Objective A -> In the forum post on equivalence relations, name every topic the author says they are starting from in their study of pure Algebra.

___ Source passage

Beginner in equivalence relations. Example.

Question

I'm approaching the study of pure Algebra, starting from equivalence relations, sets and quotient sets. I have a background in Algebra, but it's only a bit of linear algebra and I never worked with equivalence relations, so I am gonna ask you if the two examples I am writing are correct or not. They are taken from two exercises, but there is no solution.

First Be $X = \mathbb{Z}$ and define an equivalence relation between elements of $X$ such that: $x \sim y \iff x-y$ is even.

I proved that that is indeed an equivalence relation, and then I wrote the "class elements" (are they called that way?):

$$[A] = \{ 0; \pm 2; \pm 4; \ldots \}$$ $$[B] = \{ \pm 1; \pm 3; \pm 5; \ldots \}$$

There are no other "classes", hence I can say $X/\sim = \{ [A], [B] \}$. Is this the correct way to write? I thought that I could also write that $X/\sim = A \cup B$. Would this be correct?

Second This one is a bit strange to me (or maybe it's just obvious). $X$ as before, and $x \sim y \iff |x-y| = 2$.

______
___ Data to process

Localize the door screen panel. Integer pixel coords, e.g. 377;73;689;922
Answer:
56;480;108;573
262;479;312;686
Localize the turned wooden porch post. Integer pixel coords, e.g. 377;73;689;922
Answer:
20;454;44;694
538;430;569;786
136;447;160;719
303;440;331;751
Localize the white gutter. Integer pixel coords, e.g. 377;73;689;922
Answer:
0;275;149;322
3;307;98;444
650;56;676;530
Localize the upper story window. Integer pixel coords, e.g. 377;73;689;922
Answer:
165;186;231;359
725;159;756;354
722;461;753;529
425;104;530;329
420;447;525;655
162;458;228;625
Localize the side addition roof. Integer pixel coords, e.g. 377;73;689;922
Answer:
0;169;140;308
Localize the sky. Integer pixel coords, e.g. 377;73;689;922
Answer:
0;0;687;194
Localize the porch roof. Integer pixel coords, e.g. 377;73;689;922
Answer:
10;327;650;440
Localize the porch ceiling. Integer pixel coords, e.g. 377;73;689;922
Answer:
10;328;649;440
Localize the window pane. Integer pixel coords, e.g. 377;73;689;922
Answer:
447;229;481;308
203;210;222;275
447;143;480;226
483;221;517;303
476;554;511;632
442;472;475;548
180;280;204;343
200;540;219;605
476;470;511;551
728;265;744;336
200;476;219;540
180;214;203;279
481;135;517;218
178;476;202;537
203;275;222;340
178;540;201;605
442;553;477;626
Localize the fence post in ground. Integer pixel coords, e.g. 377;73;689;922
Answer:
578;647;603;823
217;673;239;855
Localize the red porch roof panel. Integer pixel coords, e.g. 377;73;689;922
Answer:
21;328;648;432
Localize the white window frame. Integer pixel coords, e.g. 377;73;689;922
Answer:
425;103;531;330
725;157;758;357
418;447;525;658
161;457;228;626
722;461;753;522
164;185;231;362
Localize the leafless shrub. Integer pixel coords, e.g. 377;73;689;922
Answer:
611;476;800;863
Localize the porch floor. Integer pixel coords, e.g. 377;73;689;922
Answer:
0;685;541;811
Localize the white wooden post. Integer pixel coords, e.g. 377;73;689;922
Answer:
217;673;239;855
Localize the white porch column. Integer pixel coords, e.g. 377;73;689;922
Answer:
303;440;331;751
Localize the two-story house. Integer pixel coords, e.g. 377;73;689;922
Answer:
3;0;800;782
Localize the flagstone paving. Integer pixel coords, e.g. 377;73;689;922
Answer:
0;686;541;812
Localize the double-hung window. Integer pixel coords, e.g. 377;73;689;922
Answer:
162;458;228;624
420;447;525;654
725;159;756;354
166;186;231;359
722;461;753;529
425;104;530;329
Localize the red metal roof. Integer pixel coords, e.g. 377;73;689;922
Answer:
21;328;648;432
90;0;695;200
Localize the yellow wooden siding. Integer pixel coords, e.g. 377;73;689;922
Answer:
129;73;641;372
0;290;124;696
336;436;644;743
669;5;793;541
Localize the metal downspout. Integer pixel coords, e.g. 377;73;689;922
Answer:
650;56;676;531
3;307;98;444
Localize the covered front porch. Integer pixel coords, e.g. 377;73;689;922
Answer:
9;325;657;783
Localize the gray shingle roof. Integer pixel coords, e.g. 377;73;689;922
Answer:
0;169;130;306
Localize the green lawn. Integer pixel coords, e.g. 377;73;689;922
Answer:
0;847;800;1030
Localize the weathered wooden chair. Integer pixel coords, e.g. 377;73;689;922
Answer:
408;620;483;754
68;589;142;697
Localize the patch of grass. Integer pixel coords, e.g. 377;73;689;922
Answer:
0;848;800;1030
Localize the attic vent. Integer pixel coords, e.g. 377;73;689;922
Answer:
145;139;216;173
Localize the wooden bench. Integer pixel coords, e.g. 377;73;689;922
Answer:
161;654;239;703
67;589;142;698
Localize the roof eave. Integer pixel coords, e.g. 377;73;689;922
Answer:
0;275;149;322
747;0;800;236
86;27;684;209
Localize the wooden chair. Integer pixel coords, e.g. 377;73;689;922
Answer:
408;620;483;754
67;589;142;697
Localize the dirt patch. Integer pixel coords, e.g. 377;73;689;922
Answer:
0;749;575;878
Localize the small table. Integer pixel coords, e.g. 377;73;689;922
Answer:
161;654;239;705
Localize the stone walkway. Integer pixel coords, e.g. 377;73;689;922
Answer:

______

Objective B -> Reproduce the lines of the listing from the line containing "Localize the green" through the line containing "0;848;800;1030", including both of those lines.

Worked answer A ->
equivalence relations
sets
quotient sets

Worked answer B ->
Localize the green lawn. Integer pixel coords, e.g. 377;73;689;922
Answer:
0;847;800;1030
Localize the weathered wooden chair. Integer pixel coords, e.g. 377;73;689;922
Answer:
408;620;483;754
68;589;142;697
Localize the patch of grass. Integer pixel coords, e.g. 377;73;689;922
Answer:
0;848;800;1030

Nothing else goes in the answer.